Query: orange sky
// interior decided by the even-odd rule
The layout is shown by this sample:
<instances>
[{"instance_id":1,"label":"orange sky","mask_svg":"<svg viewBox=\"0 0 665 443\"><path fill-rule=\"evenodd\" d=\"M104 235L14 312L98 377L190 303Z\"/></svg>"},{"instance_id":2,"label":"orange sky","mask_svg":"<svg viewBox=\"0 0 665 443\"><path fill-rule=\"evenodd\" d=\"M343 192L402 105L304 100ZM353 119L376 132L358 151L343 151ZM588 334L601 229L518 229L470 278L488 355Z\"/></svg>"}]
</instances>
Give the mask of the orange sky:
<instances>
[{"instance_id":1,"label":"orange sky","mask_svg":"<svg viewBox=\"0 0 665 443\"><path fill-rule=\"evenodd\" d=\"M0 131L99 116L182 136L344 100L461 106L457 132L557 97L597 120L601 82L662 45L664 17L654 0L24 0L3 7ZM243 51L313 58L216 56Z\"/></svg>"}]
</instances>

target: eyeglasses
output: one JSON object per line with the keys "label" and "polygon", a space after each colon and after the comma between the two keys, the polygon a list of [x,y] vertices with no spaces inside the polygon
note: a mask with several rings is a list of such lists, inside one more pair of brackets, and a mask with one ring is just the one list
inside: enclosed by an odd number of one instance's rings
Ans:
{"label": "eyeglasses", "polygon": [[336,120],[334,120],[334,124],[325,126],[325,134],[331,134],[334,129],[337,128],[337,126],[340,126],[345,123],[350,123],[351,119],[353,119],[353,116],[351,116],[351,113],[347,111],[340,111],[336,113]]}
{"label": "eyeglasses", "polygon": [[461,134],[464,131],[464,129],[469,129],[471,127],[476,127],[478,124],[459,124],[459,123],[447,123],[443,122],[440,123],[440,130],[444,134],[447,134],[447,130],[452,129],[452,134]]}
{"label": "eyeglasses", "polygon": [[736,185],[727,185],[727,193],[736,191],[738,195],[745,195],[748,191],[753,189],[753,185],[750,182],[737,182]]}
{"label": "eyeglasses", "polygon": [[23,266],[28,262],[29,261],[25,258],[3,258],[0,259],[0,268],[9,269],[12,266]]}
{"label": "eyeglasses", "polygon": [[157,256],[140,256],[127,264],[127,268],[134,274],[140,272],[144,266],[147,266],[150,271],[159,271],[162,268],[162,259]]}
==============================
* BRIEF *
Copy out every one of the rows above, line for line, without changing a single character.

* TASK ANSWER *
Query: orange sky
// interior decided by the even-odd rule
The layout is shown by this sample:
<instances>
[{"instance_id":1,"label":"orange sky","mask_svg":"<svg viewBox=\"0 0 665 443\"><path fill-rule=\"evenodd\" d=\"M104 235L14 312L98 377L190 303Z\"/></svg>"},{"instance_id":2,"label":"orange sky","mask_svg":"<svg viewBox=\"0 0 665 443\"><path fill-rule=\"evenodd\" d=\"M343 192L402 105L304 100ZM353 119L376 132L358 151L343 151ZM588 334L601 229L518 229L470 278L488 355Z\"/></svg>"}]
</instances>
Give the mask of the orange sky:
<instances>
[{"instance_id":1,"label":"orange sky","mask_svg":"<svg viewBox=\"0 0 665 443\"><path fill-rule=\"evenodd\" d=\"M0 131L99 116L182 136L344 100L461 106L457 132L557 97L597 120L601 82L662 45L664 17L654 0L24 0L3 7ZM243 51L313 58L216 56Z\"/></svg>"}]
</instances>

target: eyeglasses
output: one JSON object per line with the keys "label" and "polygon", a space after each colon and after the comma between the two keys, the polygon a list of [x,y] vertices with no spaces inside the polygon
note: a mask with several rings is a list of such lists, inside one more pair of brackets, and a mask with one ring is just the one list
inside: enclosed by an odd number of one instance's rings
Ans:
{"label": "eyeglasses", "polygon": [[336,120],[334,120],[334,124],[325,126],[325,134],[331,134],[334,129],[337,128],[337,126],[340,126],[345,123],[350,123],[351,119],[353,119],[353,116],[351,116],[351,113],[347,111],[340,111],[336,113]]}
{"label": "eyeglasses", "polygon": [[461,134],[464,131],[464,129],[469,129],[471,127],[476,127],[478,124],[459,124],[459,123],[447,123],[443,122],[440,123],[440,130],[444,134],[447,134],[447,130],[452,129],[452,134]]}
{"label": "eyeglasses", "polygon": [[736,185],[727,185],[727,193],[736,191],[738,195],[745,195],[748,191],[753,189],[753,185],[750,182],[737,182]]}
{"label": "eyeglasses", "polygon": [[23,266],[28,262],[29,261],[25,258],[3,258],[0,259],[0,268],[9,269],[12,266]]}
{"label": "eyeglasses", "polygon": [[157,256],[140,256],[127,264],[127,268],[134,274],[140,272],[144,266],[147,266],[150,271],[159,271],[162,268],[162,259]]}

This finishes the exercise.